**課題 1:**
つながりの未来を扱った抜粋を読み、次の問いに答えよ。解答には問いと同じ記号を付け、1行に1つずつ記すこと。
(a) 本記事が未来を想像するために用いる手法は何か。
(b) 未来を考える際に設定したテーマは何か。
(c) Senspaceの視点から重要とされる2つの要因は何か。
**課題 2:**
つながりの未来を扱った抜粋のうち、「真正性は本物であるかどうか」で始まる段落を、主要な事実を残したまま箇条書きに書き換えよ。
**課題 3:**
つながりの未来を扱った抜粋の続きを、最後の文の直後から書き継げ。

**抜粋:**
━━━━━━
Senspace
Part1で語られた重要なポイントは「オンラインでつながればつながるほど、実際には深いつながりを感じなくなる」ということでした。この問題は10年以上も前から議論されていますが、さらに深刻になってきているように感じます。
さて、いま私たちが直面している状況のまま進んでいくとどのような未来があり得るでしょうか?本記事では、シナリオプランニングという手法を用いていくつかの未来を想像してみたいと思います。そうすることで現時点で起きている様々な事象を当てはめて新しい理解を得られることを期待しています。
そのうえで、Senspaceとして目指す理想の未来と、どのような方法でそこに辿り着こうとしているかについて書きます。
💡シナリオプランニングは「未来の物語をつくる」ことを目的にした考え方のフレームワークで、未来に起こりそうなことをイメージし、それに基づいて選択肢や戦略を考えます。具体的な説明はしませんが、テーマに対して重要な要因を特定してシナリオの軸を作ります。そして、各シナリオを詳細に描き、どの未来が来ても適応できるように準備したり、あるシナリオから別のシナリオに移行するための計画をつくったりするために使われます。
「コネクションパラドックスの時代において、つながりを持ち続ける」というテーマでいくつかの未来を考えてみます。この未来を考えるときに、Senspaceの視点から重要だと考えられる2つの要因から未来を考えてみます。
真正性の重要度: だれでも簡単に満足感を得られるものを求めるか、真剣に向き合いチャレンジを乗り越えることで得られる満足感を求めるか、どちらを好む傾向にあるか。
技術的意識の程度: 生み出した技術をどのように使ってもらうか、与えられた技術をどのように使いこなすか、について考えて実践することがどれぐらい当たり前になっているか。(デジタル技術を技術と読んでいます。)
2つの主要因はわたしが個人的に決めましたが、Senspaceとしても大切にしたい価値観です。
真正性は本物であるかどうかという意味ですが、本物であるということはそれだけ深みと味わいがあります。一方で、それを手に入れるためにはコストがかかるものです。普段の生活でも、手軽に満足できるものを消費する一方で、深さを求めている自分もいる感覚は多くの人が持っていると思います。
ドーパミンを刺激するコンテンツを消費し続けるようにデザインを洗練させるつくり手と、それをわかっていながらもやめられない使い手のいびつな構造があります。これを変えられるかは、真正なものに向き合えるように社会も個人もなれるかどうかが大きな要因だと考えています。
━━━━━━
**資料:**
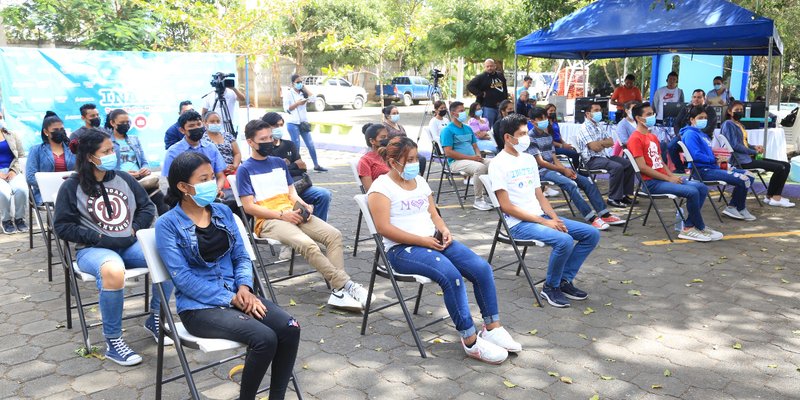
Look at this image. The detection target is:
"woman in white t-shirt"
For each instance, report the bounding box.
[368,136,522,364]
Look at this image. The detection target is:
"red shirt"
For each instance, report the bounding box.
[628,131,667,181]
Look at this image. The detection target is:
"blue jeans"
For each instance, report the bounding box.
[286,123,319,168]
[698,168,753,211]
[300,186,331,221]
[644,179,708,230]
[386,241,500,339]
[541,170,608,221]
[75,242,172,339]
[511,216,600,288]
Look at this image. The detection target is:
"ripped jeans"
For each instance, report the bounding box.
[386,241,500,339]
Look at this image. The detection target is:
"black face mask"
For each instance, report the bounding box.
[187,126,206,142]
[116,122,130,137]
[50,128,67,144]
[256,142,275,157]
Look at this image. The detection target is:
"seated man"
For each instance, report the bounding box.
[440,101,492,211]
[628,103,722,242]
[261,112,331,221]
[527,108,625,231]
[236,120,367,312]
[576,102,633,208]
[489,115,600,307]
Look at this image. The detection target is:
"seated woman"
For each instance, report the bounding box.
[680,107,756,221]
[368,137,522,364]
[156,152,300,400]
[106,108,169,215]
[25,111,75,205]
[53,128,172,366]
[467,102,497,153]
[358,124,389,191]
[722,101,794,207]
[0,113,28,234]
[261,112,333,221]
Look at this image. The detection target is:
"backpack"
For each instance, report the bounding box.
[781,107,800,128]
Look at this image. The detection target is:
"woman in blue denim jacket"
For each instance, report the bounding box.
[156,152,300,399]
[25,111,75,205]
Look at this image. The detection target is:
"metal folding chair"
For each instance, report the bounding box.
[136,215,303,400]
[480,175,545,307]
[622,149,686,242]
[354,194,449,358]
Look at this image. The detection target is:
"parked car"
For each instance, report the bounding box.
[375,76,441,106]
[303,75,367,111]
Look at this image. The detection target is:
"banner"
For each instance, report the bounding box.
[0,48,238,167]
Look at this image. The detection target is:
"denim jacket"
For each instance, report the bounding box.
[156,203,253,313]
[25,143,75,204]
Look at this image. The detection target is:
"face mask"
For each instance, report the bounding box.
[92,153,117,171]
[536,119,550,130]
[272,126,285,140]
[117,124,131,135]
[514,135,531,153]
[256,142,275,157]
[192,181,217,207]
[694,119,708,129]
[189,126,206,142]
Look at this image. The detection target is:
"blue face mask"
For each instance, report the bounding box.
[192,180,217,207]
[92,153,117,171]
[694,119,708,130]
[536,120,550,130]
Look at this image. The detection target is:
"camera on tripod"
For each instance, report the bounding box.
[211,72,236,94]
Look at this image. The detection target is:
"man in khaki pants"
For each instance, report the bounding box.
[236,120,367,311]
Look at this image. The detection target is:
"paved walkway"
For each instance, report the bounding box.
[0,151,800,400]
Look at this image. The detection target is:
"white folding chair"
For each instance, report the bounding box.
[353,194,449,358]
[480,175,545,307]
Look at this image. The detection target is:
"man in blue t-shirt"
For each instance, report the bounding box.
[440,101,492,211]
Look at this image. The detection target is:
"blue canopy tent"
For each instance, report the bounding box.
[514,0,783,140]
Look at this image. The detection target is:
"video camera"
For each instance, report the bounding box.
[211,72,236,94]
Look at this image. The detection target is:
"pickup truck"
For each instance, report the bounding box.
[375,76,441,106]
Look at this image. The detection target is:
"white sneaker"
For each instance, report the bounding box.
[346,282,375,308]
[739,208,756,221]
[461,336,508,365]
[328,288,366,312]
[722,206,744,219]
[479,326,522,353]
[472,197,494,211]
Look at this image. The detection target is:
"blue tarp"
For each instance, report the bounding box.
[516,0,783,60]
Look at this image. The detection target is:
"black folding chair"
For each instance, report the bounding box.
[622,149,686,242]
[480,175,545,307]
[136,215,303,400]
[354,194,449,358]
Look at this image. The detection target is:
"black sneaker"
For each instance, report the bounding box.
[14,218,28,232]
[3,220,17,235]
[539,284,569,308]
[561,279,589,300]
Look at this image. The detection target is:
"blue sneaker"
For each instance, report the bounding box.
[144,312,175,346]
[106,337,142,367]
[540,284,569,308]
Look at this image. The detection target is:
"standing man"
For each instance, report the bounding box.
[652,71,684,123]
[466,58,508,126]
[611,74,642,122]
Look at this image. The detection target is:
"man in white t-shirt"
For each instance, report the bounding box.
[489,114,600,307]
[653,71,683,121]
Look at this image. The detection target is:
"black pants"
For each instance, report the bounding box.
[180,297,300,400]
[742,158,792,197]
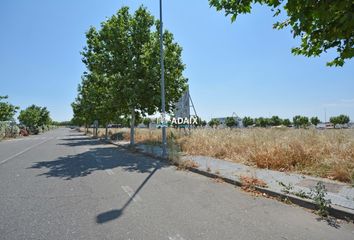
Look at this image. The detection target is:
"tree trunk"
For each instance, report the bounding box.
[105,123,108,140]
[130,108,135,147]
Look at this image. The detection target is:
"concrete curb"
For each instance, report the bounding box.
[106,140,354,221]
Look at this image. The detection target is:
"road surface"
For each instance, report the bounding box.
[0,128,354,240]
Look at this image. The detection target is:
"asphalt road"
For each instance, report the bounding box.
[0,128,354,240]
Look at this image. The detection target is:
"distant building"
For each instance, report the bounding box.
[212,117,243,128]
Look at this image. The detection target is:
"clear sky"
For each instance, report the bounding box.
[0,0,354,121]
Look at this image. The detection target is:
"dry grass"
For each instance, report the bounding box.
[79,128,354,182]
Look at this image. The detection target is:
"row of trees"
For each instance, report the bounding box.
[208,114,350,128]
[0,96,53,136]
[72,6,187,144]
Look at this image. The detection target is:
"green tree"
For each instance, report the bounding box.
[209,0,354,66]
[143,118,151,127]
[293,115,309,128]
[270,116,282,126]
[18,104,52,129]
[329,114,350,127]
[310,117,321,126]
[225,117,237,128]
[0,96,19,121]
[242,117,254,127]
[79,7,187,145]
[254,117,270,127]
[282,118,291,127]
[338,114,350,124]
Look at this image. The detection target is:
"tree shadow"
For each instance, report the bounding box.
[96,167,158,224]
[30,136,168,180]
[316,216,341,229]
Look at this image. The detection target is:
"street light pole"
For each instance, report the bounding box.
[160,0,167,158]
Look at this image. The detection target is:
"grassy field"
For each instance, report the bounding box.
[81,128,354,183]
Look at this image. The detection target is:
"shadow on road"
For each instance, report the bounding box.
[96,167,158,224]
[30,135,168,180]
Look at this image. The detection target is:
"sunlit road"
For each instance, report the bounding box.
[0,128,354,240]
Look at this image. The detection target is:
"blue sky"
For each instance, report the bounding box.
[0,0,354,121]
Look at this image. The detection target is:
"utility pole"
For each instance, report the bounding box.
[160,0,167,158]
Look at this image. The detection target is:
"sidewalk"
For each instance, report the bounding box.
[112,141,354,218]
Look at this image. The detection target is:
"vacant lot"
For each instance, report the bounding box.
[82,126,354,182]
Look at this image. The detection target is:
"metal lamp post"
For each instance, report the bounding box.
━━━━━━
**正答 1:**
(a) シナリオプランニング
(b) 「コネクションパラドックスの時代において、つながりを持ち続ける」
(c) 真正性の重要度と技術的意識の程度

**正答 2:**
- 真正性とは、本物であるかどうかという意味である
- 本物であるものには、それだけ深みと味わいがある
- 一方で、本物を手に入れるにはコストがかかる
- 普段の生活で手軽に満足できるものを消費しながらも、深さを求める自分がいるという感覚は、多くの人が持っていると考えられる

**正答 3:**
物事がどうあれば真正であるかといえば、ここでは自分自身がこれは楽しい、目の前のものと向き合えていると実感できることだとしておきます。
技術発展の速度を止めることはできないと思いますし、するべきではないと思います。一方で、意図のあるなしにかかわらず、その使い方によって自分を傷つけたり、誰かに損をさせたり、未来に負債を残してはならないです。これを防ぐための知恵とその浸透度はとても重要だと考えています。
真正性をより重んじる状態をつくろうとする時、どのような方法で実現するかはいくつかのオプションがあります。ここで技術をどのように扱うかが重要になると考えています。手軽に使えるところだけ使う方法もあれば、本物に近づくためのレバレッジをかけるために最大限活かすこともあれば、一切頼らないということもありえます。
この2つの要因を軸にマトリクスをつくり、各象限にラベルをつけたものが以下の図です。それぞれの象限を簡単に説明し、その未来についてイメージしやすいように特徴を書き出してみました。
この未来では、人々は本物で深いものを求め、調和のためのデザインを優先する技術哲学が受け入れられています。 技術は、信頼、共感、有意義なつながりを育むツールとなり、日常生活にシームレスに統合されて多くの人がそれを使いこなしています。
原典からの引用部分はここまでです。